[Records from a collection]
• • • • •
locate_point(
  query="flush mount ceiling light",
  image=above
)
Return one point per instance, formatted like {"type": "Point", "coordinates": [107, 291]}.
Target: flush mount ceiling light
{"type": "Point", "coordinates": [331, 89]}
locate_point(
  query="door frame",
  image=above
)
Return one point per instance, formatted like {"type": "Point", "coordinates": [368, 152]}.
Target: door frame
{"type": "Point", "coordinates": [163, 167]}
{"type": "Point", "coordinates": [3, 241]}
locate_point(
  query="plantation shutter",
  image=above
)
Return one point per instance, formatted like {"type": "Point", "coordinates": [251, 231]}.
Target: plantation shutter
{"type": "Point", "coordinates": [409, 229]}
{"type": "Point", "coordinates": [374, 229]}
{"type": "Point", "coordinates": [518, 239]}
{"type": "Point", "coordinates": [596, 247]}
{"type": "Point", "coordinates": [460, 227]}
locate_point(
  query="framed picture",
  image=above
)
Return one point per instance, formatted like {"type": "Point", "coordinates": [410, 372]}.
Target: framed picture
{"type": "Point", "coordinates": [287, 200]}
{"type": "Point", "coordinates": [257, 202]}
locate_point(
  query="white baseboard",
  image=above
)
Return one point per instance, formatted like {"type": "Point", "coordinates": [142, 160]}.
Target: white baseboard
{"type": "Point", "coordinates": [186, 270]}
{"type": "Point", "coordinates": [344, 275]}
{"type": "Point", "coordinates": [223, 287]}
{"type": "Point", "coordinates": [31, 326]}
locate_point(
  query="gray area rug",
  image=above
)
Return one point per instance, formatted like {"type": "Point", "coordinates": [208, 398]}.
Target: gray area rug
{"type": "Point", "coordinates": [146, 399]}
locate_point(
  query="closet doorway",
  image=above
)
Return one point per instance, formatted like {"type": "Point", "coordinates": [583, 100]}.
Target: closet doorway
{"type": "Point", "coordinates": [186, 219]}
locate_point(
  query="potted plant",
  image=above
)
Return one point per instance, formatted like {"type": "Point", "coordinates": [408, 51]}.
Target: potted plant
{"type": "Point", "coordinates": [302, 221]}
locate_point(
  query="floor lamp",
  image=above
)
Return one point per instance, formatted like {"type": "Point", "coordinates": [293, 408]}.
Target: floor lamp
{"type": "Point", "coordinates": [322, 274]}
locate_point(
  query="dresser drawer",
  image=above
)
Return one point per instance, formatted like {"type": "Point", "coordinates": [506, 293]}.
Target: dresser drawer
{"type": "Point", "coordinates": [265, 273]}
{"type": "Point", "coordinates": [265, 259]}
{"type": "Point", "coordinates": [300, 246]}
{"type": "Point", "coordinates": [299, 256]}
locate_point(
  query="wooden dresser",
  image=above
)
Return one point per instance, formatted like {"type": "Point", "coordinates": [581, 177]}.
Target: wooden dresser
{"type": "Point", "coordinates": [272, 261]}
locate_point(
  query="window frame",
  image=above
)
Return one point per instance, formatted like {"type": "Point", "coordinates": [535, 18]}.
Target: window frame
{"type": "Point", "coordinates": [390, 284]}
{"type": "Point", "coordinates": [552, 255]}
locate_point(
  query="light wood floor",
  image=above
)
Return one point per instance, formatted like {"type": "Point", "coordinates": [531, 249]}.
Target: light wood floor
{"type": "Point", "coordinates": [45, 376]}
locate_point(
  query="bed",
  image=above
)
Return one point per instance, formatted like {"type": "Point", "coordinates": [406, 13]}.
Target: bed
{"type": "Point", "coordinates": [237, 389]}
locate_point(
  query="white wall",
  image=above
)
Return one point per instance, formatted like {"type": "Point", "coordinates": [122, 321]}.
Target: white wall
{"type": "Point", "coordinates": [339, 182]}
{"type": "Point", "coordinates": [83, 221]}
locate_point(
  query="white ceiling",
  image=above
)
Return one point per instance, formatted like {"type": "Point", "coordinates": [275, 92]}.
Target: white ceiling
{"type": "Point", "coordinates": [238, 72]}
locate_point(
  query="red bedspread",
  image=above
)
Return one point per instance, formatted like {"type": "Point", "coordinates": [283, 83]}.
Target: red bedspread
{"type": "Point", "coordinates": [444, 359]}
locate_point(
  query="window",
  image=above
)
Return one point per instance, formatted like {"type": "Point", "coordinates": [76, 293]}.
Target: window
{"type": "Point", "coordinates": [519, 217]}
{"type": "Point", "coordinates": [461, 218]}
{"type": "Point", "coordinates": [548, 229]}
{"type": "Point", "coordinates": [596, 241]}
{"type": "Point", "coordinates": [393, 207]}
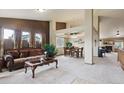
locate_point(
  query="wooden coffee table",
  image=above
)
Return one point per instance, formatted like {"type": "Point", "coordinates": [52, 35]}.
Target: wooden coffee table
{"type": "Point", "coordinates": [35, 64]}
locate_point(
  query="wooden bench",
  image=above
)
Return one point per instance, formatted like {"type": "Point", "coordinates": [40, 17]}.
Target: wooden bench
{"type": "Point", "coordinates": [34, 64]}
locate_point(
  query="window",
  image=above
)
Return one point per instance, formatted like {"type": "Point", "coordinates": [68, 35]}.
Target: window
{"type": "Point", "coordinates": [38, 40]}
{"type": "Point", "coordinates": [8, 34]}
{"type": "Point", "coordinates": [25, 39]}
{"type": "Point", "coordinates": [119, 44]}
{"type": "Point", "coordinates": [59, 42]}
{"type": "Point", "coordinates": [8, 38]}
• • • • •
▶ [Exercise instructions]:
Gather every line above that contains the word "white".

▶ [Right answer]:
  query="white baseboard",
Target: white baseboard
  query="white wall",
Target: white wall
  query="white ceiling",
Target: white ceiling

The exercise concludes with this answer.